Parts of the exercise:
(a) In the text on BPEL performance testing, which value is the default for bpel.config.oneWayDeliveryPolicy?
(b) Continue the text on BPEL performance testing after its last sentence.

Given text:

▽

The base and inspiration for this post are the presentations and material from SOA Blackbelt training which was given by Oracle in Berlin this year from the 11th to the 14th of June. The training covered a lot of material in great depth. If you have the chance to follow it, I highly recommend it!

Test setup

First I enqueue 2000 messages on an Oracle AQ and take a timestamp which I write in a separate table in the same transaction. After a COMMIT, a BPEL process is triggered and picks up the messages (one instance per message). This process puts the message in a table. The moment of insertion is determined by having a default value on a field in the table. I then determine the time difference between the last message put in the table in the batch and the moment of insertion in the AQ. To avoid the overhead of audit logging, I turn this off for the specific process. The code used can be downloaded at the end of this post.

I will vary the bpel.config.oneWayDeliveryPolicy. I will try sync and async.persist (the default). async.persist will first put dequeued messages in the DLV_MESSAGE table before they are further processed in a separate transaction. sync will not do this and will invoke the BPEL process synchronously. I use three different datasource settings for this test. I will try both oneWayDeliveryPolicy settings with an XA datasource (which uses a 2-phase commit) and two non XA datasources. For the non XA datasource I will test with and without Global Transaction support. I will test this using different datasources and the same datasource. I will also test all combinations with the bpel.config.transaction setting to required and requiresNew.

Summarized; four different settings are varied in all combinations of the other settings. Two measures are taken with each combination.
- bpel.config.oneWayDeliveryPolicy (async.persist, sync)
- bpel.config.transaction (required, requiresNew)
- different datasource settings; XA, NonXA, NonXA no global transaction support
- using the same and different datasources with the same settings

I created 6 datasources with the three different settings;
testuserXa, testuserXa2
testuserNonXa, testuserNonXa2
testuserNonXaGlobal, testuserNonXaGlobal2

Next I created 6 connection factories for the DbAdapter and 6 connection factories for the AqAdapter. I varied the datasources in the JCA files in the BPEL process I created. For every test I primed the datasources/engine with 100 messages. Next I took 2 measures of 2000 messages.


The * indicates the process failed with the following exception;
DBWriteInteractionSpec Execute Failed Exception.
insert failed. Descriptor name: [WriteToStore.TestStore].
Caused by java.sql.SQLException: Cannot call Connection.commit in distributed transaction.  Transaction Manager will commit the resource manager when the distributed transaction is committed..

As can be seen, using an XA datasource decreased performance. Also using the sync property increased performance. In this example, little effect was visible when changing the transaction property. There was little difference in using two different datasources instead of a single datasource for processing. The NonXa datasource with global transaction support executed an explicit commit (apparently) which conflicted with the distributed nature of the transaction. This happened in all cases when performing an insert action using this datasource. This also indicates the transaction was distributed in all cases (even when using a Non Xa datasource without global transaction support).

△

Recorded data:
▽

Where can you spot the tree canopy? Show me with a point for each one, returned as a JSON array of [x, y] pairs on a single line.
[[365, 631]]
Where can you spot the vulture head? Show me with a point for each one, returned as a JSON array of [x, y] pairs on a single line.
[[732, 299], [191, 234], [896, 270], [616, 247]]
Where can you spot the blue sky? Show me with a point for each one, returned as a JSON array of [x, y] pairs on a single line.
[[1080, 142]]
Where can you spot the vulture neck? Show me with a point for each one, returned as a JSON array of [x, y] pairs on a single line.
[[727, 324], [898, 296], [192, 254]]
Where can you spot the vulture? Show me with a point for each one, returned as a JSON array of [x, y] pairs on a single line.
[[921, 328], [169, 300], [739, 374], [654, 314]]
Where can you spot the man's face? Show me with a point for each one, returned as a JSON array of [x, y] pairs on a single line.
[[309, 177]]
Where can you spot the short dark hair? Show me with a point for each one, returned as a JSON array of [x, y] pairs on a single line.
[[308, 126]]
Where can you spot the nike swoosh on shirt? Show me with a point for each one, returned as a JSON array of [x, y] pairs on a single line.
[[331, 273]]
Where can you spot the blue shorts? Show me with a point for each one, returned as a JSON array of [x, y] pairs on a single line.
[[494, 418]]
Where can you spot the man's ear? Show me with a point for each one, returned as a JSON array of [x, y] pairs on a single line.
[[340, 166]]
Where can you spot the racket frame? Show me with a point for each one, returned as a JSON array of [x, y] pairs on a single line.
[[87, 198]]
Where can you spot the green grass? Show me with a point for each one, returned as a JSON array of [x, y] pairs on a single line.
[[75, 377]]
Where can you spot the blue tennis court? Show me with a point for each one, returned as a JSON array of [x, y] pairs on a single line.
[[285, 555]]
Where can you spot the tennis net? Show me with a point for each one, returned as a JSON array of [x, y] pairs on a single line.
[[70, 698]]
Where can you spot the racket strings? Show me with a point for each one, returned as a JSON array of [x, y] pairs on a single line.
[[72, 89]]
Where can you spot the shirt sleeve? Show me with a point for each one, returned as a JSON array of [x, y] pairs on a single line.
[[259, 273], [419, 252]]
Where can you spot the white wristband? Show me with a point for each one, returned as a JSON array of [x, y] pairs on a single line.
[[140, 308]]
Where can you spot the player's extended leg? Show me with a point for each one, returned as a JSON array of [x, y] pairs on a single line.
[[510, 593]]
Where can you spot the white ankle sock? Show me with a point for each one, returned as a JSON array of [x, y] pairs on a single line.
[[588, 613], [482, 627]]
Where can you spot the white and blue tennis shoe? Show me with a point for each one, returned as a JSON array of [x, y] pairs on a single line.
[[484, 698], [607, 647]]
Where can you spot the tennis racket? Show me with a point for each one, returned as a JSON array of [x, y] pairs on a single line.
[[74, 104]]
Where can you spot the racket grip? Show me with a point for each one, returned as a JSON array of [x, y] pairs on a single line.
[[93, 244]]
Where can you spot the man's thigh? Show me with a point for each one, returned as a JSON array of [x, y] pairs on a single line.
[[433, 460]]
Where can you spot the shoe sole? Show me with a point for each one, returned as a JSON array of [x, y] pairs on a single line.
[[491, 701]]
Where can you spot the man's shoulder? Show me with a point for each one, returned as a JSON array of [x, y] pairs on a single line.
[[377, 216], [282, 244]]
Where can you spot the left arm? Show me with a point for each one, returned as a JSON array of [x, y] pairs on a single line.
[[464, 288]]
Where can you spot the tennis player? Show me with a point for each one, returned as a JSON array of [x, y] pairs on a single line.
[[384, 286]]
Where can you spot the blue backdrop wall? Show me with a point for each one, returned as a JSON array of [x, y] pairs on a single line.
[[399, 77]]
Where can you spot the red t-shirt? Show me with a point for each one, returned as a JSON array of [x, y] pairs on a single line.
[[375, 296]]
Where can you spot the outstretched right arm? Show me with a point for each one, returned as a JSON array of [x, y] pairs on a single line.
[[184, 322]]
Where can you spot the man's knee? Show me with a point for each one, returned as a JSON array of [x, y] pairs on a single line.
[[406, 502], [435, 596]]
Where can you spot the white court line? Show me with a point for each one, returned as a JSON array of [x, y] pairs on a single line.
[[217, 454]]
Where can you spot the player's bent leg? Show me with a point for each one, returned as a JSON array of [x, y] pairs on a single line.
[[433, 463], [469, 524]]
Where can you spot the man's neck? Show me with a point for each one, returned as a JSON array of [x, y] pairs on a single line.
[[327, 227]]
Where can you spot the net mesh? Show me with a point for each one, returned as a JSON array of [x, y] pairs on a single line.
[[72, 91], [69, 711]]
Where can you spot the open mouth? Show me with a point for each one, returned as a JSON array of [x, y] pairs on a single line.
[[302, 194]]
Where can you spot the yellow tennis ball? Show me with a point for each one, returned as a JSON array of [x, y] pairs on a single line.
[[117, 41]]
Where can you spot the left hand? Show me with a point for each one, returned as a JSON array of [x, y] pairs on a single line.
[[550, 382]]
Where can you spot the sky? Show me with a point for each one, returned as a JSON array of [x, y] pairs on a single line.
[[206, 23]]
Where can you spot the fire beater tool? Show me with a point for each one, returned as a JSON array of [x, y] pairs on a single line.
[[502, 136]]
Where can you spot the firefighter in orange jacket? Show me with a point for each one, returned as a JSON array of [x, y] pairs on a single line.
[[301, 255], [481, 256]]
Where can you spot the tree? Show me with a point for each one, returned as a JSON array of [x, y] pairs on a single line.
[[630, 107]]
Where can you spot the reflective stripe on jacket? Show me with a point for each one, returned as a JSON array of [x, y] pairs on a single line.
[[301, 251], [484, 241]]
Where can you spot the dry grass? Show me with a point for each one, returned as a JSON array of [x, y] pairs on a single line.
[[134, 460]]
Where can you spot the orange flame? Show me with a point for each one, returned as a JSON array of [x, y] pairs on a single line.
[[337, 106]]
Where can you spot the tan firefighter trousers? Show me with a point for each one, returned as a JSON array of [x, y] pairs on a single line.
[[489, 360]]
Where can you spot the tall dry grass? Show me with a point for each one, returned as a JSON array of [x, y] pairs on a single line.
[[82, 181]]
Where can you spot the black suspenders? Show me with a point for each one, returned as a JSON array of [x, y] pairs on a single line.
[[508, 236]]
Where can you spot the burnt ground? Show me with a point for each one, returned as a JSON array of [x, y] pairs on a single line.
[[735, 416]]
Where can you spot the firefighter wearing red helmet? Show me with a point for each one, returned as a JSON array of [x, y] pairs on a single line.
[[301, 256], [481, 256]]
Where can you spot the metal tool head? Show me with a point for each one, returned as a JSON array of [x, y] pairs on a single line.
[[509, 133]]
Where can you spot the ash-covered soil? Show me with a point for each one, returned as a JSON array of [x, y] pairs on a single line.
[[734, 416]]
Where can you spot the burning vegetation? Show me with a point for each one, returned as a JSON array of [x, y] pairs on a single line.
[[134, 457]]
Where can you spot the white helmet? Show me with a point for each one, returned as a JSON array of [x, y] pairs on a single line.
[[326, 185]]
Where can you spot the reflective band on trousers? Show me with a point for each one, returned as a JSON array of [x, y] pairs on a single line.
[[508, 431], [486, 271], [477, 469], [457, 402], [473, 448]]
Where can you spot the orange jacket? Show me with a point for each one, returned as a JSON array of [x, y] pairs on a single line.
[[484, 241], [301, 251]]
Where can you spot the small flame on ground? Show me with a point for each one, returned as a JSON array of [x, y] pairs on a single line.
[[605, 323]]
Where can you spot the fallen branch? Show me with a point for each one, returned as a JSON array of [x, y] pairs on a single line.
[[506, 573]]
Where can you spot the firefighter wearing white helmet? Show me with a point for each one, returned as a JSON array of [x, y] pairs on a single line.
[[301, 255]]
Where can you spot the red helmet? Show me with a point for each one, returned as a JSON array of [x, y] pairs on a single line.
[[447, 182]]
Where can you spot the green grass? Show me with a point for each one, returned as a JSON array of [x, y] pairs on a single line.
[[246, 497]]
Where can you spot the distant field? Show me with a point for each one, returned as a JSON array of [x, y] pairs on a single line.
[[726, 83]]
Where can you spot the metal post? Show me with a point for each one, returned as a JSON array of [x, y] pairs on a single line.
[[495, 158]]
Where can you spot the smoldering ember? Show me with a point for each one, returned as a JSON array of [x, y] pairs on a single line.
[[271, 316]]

△

Expected responses:
(a) async.persist

(b)
When using the oneWayDeliveryPolicy setting of sync, the entire process is processed in a single transaction. When using async.persist, 2 transactions are involved. One to write to the DLV_MESSAGE table and one to call the DB insert.

The performance impact of writing to DLV_MESSAGE and the extra transaction was measurable. When calling a process synchronously, the effect would have been greater since then it would have been 4 transactions when using the async.persist setting.

Using an XA datasource means a two-phase commit is used. This has a slight overhead which is measurable in this example. It also provides a difference in behavior, mainly in the event of a fault. See for example;

Because of the process setup, I could not measure much effect on the transaction setting since the process initialization by the Aq adapter always starts a new transaction. When a process is called from another process, I would have expected to see a performance gain with the 'required' setting since then I woukld have expected less transactions.

I would have liked to see if the DbAdapter and AqAdapter behaved differently when different datasources on the same database schema were used to connect instead of the same datasource. The only difference found however was that when using async.persist, requiresNew and using the same NonXA datasource without global transaction support, errors occurred. These errors did not occur when using different datasources (also NonXA without global transaction support). Apparently with these settings, an explicit commit is executed when performing an insert by using the DbAdapter. Also the incoming message was read using the AqAdapter and the result was written using the DbAdapter. These adapters both have their own connectionpools. Using the same adapter might have caused different behavior. Using different datasources might make it possible to have more open incoming connections. This however in this case was most likely limited by other settings such as invoker threads.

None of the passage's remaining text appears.